Data records

------------------------------------------------------------------------

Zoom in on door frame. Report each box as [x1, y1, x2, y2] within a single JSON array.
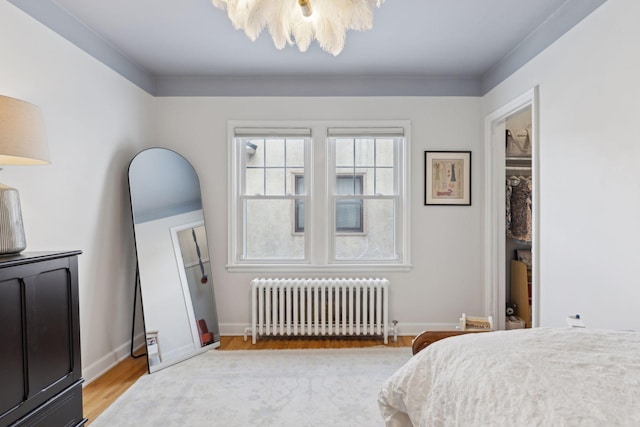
[[483, 87, 540, 329]]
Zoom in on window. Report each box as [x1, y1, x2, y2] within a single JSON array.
[[228, 122, 410, 271], [329, 129, 402, 261], [235, 128, 309, 261]]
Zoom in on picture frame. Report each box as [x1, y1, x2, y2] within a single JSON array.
[[424, 151, 471, 206]]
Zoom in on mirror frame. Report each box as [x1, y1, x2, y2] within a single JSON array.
[[170, 219, 207, 350], [128, 147, 220, 373]]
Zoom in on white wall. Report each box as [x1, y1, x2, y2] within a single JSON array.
[[482, 0, 640, 330], [0, 2, 153, 382], [153, 97, 484, 334]]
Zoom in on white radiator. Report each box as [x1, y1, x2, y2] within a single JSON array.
[[248, 278, 390, 344]]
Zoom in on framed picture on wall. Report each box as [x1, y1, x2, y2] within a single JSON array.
[[424, 151, 471, 206]]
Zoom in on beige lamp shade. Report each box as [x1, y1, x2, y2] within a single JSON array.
[[0, 94, 50, 254], [0, 95, 50, 165]]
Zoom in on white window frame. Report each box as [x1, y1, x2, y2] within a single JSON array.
[[230, 126, 312, 265], [227, 120, 411, 273]]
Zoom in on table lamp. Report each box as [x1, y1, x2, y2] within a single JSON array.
[[0, 95, 50, 255]]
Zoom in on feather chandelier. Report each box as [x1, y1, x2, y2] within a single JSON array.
[[211, 0, 385, 56]]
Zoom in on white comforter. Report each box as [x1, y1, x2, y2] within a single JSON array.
[[378, 328, 640, 426]]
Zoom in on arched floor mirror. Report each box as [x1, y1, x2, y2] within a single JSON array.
[[128, 148, 220, 373]]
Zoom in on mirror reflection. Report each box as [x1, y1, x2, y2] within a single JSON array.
[[128, 148, 219, 373]]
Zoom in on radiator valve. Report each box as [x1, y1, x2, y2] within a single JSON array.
[[390, 320, 399, 342]]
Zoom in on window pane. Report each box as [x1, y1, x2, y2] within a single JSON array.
[[335, 138, 354, 167], [286, 139, 305, 168], [244, 199, 304, 260], [334, 199, 397, 260], [265, 138, 285, 167], [355, 138, 374, 167], [245, 138, 264, 167], [375, 168, 395, 195], [245, 167, 264, 195], [265, 168, 285, 195], [376, 138, 395, 167]]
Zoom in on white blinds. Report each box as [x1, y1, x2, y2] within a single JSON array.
[[327, 127, 404, 138], [234, 127, 311, 137]]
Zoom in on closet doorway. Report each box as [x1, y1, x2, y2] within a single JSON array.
[[484, 88, 539, 330]]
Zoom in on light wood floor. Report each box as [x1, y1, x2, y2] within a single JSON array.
[[82, 335, 413, 424]]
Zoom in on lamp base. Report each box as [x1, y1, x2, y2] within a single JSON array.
[[0, 183, 27, 255]]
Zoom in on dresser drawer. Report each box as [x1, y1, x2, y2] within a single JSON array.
[[12, 381, 86, 427]]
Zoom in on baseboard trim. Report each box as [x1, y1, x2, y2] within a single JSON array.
[[218, 322, 460, 339], [219, 323, 252, 337], [82, 332, 145, 385]]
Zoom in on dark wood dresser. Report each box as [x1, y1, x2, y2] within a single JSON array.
[[0, 251, 85, 427]]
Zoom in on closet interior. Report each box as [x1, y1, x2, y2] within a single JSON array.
[[505, 106, 533, 329]]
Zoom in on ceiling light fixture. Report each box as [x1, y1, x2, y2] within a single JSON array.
[[211, 0, 385, 56]]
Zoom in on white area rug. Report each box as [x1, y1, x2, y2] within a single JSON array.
[[91, 347, 412, 427]]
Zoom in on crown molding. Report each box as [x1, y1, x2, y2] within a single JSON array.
[[481, 0, 607, 94]]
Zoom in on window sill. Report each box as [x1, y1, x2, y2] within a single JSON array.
[[226, 263, 412, 273]]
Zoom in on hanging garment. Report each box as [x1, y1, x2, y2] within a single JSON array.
[[506, 176, 532, 242]]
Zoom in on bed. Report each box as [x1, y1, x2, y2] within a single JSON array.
[[378, 327, 640, 426]]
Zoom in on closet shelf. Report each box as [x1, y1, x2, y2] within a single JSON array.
[[506, 155, 531, 172]]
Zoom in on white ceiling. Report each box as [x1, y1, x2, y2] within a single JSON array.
[[8, 0, 607, 96]]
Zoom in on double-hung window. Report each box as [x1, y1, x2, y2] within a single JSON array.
[[228, 122, 410, 271], [328, 127, 404, 262], [234, 128, 309, 261]]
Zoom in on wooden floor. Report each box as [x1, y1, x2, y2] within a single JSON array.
[[82, 335, 413, 424]]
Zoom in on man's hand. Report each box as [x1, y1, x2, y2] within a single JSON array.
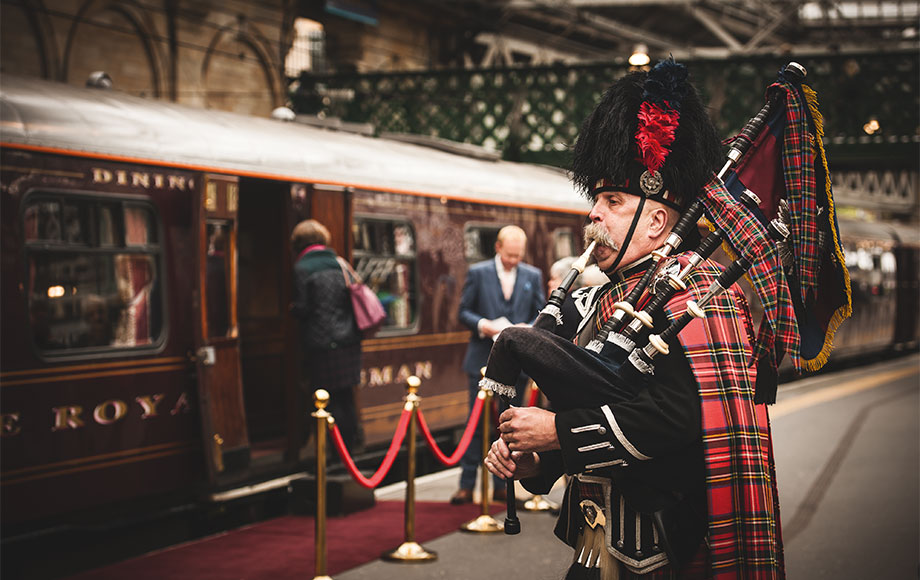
[[479, 318, 502, 338], [484, 437, 540, 480], [497, 407, 560, 452]]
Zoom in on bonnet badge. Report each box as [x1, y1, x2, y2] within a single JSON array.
[[639, 170, 663, 196]]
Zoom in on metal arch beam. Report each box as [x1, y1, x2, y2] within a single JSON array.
[[742, 0, 804, 51], [509, 0, 695, 6], [685, 4, 742, 49], [577, 10, 686, 49], [707, 0, 784, 25], [485, 23, 617, 60], [474, 32, 607, 64], [501, 1, 685, 49], [505, 7, 661, 51]]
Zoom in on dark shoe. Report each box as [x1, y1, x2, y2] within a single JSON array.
[[450, 488, 474, 505], [492, 487, 508, 502]]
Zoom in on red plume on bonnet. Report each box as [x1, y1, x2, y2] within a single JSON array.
[[634, 58, 686, 175], [635, 103, 679, 174], [571, 58, 721, 212]]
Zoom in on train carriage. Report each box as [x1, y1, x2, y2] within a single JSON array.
[[0, 75, 587, 531], [1, 74, 917, 544]]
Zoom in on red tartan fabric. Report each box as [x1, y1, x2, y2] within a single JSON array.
[[668, 255, 784, 579], [699, 177, 800, 373], [598, 254, 784, 579], [769, 80, 821, 301], [595, 270, 652, 333]]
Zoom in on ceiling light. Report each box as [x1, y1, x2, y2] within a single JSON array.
[[629, 44, 650, 67]]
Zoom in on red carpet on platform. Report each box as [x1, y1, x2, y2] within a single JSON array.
[[66, 501, 501, 579]]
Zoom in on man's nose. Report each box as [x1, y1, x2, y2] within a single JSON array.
[[588, 199, 603, 221]]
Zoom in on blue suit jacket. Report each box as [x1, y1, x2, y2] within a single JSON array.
[[458, 259, 545, 375]]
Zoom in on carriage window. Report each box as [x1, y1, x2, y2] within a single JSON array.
[[206, 221, 230, 338], [24, 195, 163, 353], [352, 217, 417, 331], [464, 224, 502, 262]]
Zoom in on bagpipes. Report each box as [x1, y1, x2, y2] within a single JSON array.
[[484, 59, 851, 533]]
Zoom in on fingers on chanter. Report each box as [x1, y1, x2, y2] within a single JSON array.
[[490, 443, 515, 477], [493, 437, 512, 459], [495, 455, 515, 479]]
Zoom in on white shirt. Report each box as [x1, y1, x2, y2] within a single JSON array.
[[494, 254, 518, 301], [476, 254, 519, 338]]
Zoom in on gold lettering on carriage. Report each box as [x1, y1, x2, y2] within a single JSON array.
[[361, 360, 433, 388], [0, 392, 192, 436], [92, 168, 193, 191]]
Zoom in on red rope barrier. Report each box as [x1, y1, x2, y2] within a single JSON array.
[[330, 407, 412, 489], [527, 383, 540, 408], [416, 394, 485, 466]]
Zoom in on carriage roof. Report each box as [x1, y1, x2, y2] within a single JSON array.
[[0, 75, 586, 214]]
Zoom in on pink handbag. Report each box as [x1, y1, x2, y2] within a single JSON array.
[[338, 258, 386, 336]]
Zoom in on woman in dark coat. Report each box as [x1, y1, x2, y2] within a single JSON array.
[[291, 219, 363, 450]]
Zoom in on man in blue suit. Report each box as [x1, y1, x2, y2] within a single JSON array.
[[452, 225, 546, 504]]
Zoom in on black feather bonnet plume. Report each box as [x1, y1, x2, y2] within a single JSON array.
[[571, 58, 722, 211]]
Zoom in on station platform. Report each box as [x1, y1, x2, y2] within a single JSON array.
[[64, 353, 917, 580]]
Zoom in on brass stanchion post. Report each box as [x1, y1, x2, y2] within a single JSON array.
[[460, 377, 503, 533], [523, 381, 558, 512], [523, 493, 559, 511], [312, 389, 333, 580], [382, 376, 437, 561]]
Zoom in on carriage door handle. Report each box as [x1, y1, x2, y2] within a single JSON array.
[[196, 346, 216, 366]]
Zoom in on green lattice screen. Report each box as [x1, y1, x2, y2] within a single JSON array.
[[291, 52, 918, 169]]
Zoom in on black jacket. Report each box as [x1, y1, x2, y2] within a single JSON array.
[[292, 248, 361, 350]]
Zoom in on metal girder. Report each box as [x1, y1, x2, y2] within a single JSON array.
[[427, 0, 920, 64], [474, 31, 612, 65], [742, 0, 804, 51], [576, 9, 686, 49], [686, 4, 742, 49], [509, 0, 694, 5]]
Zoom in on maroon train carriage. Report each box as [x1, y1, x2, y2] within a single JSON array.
[[0, 75, 588, 534], [2, 76, 917, 545]]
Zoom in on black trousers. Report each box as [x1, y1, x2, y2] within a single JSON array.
[[326, 387, 360, 451]]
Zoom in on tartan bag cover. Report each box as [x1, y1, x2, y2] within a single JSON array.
[[727, 71, 852, 373], [594, 256, 784, 579], [769, 77, 819, 300], [699, 178, 799, 400]]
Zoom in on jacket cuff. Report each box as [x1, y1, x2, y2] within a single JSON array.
[[555, 407, 649, 474]]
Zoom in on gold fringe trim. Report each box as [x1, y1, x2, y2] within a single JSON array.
[[801, 85, 853, 372]]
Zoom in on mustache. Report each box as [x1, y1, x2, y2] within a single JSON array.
[[583, 222, 618, 250]]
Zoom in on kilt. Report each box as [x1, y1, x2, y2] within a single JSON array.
[[303, 342, 362, 391]]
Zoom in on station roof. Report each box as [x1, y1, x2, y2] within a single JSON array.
[[420, 0, 920, 64]]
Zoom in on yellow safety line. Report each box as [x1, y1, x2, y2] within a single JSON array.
[[771, 365, 918, 419]]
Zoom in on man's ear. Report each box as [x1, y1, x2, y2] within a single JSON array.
[[646, 206, 671, 238]]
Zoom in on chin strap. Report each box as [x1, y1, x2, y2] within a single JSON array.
[[604, 196, 646, 276]]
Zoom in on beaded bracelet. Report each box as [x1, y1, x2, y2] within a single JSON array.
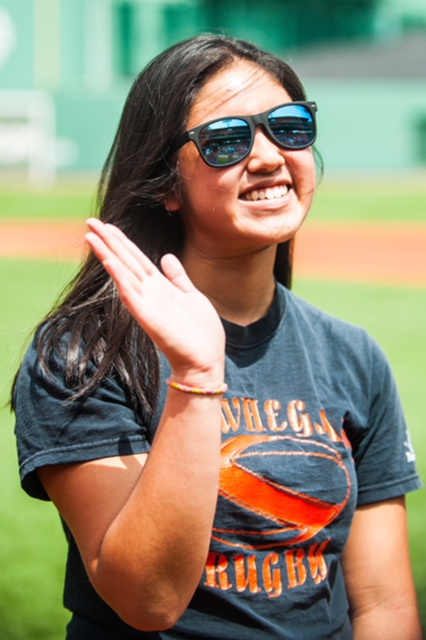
[[166, 378, 228, 396]]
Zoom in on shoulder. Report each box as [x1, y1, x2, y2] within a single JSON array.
[[281, 286, 393, 386], [14, 319, 137, 417], [283, 286, 375, 347], [15, 321, 84, 399]]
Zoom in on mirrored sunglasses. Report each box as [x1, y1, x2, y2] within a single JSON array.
[[169, 101, 318, 168]]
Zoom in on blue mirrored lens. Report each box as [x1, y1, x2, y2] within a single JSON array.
[[269, 105, 314, 149], [199, 118, 251, 166]]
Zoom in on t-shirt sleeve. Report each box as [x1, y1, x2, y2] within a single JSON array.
[[345, 333, 422, 506], [14, 335, 152, 501]]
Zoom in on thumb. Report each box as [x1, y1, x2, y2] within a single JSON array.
[[160, 254, 195, 293]]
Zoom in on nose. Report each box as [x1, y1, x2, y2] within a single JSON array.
[[246, 127, 286, 173]]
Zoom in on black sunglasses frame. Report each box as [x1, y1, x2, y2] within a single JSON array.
[[169, 101, 318, 168]]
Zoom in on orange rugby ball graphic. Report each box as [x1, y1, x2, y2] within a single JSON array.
[[212, 434, 352, 550]]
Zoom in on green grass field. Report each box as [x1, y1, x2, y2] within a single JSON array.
[[0, 173, 425, 223], [0, 177, 425, 638]]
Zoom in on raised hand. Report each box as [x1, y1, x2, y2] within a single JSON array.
[[85, 218, 225, 382]]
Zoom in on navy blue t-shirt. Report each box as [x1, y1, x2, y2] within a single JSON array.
[[14, 284, 422, 639]]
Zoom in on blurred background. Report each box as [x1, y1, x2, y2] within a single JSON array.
[[0, 0, 425, 184], [0, 2, 425, 639]]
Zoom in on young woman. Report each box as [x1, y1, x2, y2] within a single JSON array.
[[13, 34, 422, 639]]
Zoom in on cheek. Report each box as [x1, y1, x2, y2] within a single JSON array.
[[179, 159, 240, 213], [291, 150, 317, 195], [214, 172, 241, 200]]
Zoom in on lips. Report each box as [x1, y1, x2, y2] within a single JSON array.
[[240, 184, 289, 202]]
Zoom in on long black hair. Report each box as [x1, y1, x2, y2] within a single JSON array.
[[15, 34, 312, 415]]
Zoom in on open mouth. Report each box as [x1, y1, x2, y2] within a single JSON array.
[[240, 185, 289, 201]]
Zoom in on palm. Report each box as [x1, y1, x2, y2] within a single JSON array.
[[85, 219, 225, 373]]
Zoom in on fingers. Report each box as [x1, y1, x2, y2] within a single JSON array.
[[86, 219, 193, 294], [86, 232, 142, 305], [85, 218, 155, 278], [160, 254, 194, 293]]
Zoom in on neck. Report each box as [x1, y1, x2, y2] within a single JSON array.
[[182, 246, 278, 326]]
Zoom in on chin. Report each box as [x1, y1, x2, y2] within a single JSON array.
[[267, 212, 308, 242]]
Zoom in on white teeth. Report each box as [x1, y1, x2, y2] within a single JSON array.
[[242, 185, 288, 201]]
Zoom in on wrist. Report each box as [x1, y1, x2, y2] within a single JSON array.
[[169, 363, 225, 392], [166, 379, 228, 396]]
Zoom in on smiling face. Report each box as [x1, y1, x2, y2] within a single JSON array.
[[166, 60, 317, 263]]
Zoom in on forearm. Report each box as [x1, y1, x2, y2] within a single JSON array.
[[82, 220, 228, 628], [93, 385, 223, 629], [344, 499, 423, 640]]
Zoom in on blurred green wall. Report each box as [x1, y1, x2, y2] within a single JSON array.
[[0, 0, 425, 180], [304, 80, 425, 170]]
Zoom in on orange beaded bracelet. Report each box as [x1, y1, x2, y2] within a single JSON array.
[[166, 379, 228, 396]]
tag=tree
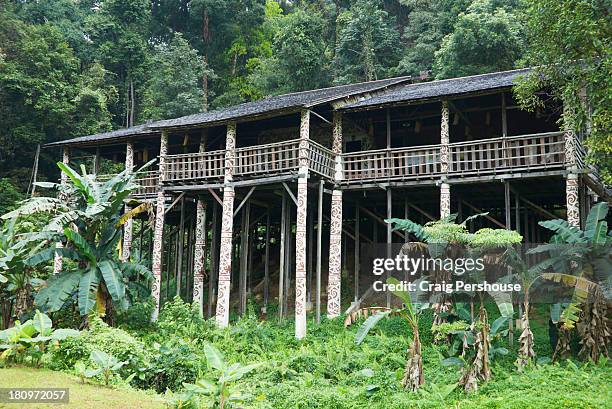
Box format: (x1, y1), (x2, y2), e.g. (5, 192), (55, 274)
(142, 33), (207, 120)
(3, 163), (153, 324)
(251, 9), (331, 95)
(333, 0), (402, 83)
(395, 0), (470, 76)
(433, 0), (524, 79)
(515, 0), (612, 185)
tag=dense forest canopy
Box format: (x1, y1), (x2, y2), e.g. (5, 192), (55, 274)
(0, 0), (609, 211)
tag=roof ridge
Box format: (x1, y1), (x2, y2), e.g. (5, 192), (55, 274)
(392, 67), (530, 91)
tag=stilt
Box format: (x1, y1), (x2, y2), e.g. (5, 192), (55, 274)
(295, 109), (310, 339)
(54, 147), (70, 275)
(208, 200), (219, 318)
(440, 100), (450, 219)
(504, 181), (511, 229)
(215, 122), (237, 328)
(193, 196), (207, 316)
(566, 174), (580, 227)
(151, 130), (168, 321)
(307, 208), (314, 305)
(327, 111), (343, 318)
(316, 180), (323, 324)
(386, 188), (392, 308)
(279, 192), (287, 320)
(354, 203), (360, 302)
(239, 202), (250, 315)
(176, 196), (186, 297)
(263, 210), (271, 313)
(122, 142), (134, 262)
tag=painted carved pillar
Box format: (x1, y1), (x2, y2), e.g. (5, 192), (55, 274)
(440, 101), (451, 218)
(327, 111), (343, 318)
(563, 104), (580, 228)
(122, 142), (135, 262)
(295, 110), (310, 339)
(54, 147), (70, 275)
(193, 134), (208, 315)
(215, 122), (237, 328)
(151, 131), (168, 321)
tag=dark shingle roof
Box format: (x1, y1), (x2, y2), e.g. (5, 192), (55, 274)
(150, 76), (412, 129)
(341, 68), (531, 111)
(45, 124), (157, 147)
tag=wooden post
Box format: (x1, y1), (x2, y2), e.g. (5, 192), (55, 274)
(93, 147), (101, 175)
(263, 210), (271, 313)
(316, 180), (323, 324)
(515, 190), (521, 235)
(307, 208), (314, 305)
(122, 142), (135, 262)
(440, 101), (451, 218)
(193, 196), (207, 316)
(54, 147), (70, 275)
(176, 196), (186, 297)
(295, 109), (310, 339)
(327, 112), (343, 318)
(386, 188), (392, 308)
(208, 201), (219, 318)
(215, 122), (237, 328)
(239, 202), (250, 315)
(566, 174), (580, 228)
(278, 192), (287, 319)
(354, 202), (360, 302)
(151, 130), (168, 321)
(504, 181), (511, 229)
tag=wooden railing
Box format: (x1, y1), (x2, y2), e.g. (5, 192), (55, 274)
(449, 131), (565, 176)
(343, 144), (441, 181)
(132, 171), (159, 198)
(164, 150), (225, 182)
(309, 140), (335, 179)
(235, 139), (300, 177)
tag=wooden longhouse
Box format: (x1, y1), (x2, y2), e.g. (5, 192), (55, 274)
(45, 68), (611, 338)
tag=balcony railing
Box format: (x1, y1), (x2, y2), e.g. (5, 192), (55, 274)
(235, 139), (300, 177)
(96, 171), (159, 199)
(449, 131), (565, 176)
(165, 150), (225, 182)
(343, 144), (442, 182)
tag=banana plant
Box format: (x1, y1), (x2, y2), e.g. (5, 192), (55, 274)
(182, 343), (262, 409)
(356, 277), (429, 392)
(527, 202), (611, 363)
(2, 161), (154, 322)
(0, 310), (79, 366)
(84, 350), (127, 386)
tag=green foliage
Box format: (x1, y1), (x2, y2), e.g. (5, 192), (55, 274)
(83, 349), (127, 386)
(142, 33), (207, 120)
(0, 179), (23, 216)
(4, 162), (153, 317)
(516, 0), (612, 184)
(333, 0), (402, 83)
(0, 310), (79, 367)
(433, 0), (524, 78)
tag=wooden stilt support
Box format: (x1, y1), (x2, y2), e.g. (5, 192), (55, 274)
(263, 210), (271, 313)
(239, 202), (250, 315)
(215, 122), (237, 328)
(327, 112), (343, 318)
(279, 192), (287, 320)
(54, 147), (70, 275)
(208, 201), (219, 318)
(295, 111), (310, 339)
(354, 203), (360, 302)
(122, 142), (134, 262)
(193, 196), (207, 316)
(176, 196), (186, 298)
(386, 188), (392, 308)
(151, 130), (168, 321)
(316, 180), (323, 324)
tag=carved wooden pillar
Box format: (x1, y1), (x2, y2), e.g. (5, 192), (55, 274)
(215, 122), (237, 328)
(564, 104), (580, 228)
(54, 147), (70, 275)
(193, 133), (208, 315)
(440, 101), (451, 218)
(122, 142), (135, 262)
(151, 131), (168, 321)
(327, 111), (343, 318)
(295, 110), (310, 339)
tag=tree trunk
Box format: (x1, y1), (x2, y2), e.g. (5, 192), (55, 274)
(401, 324), (424, 392)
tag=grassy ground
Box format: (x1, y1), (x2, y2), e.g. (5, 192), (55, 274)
(0, 367), (163, 409)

------------------------------------------------------------------------

Return each line of the entries that holds the string "carved".

tag=painted carved pillar
tag=carved wooden pillar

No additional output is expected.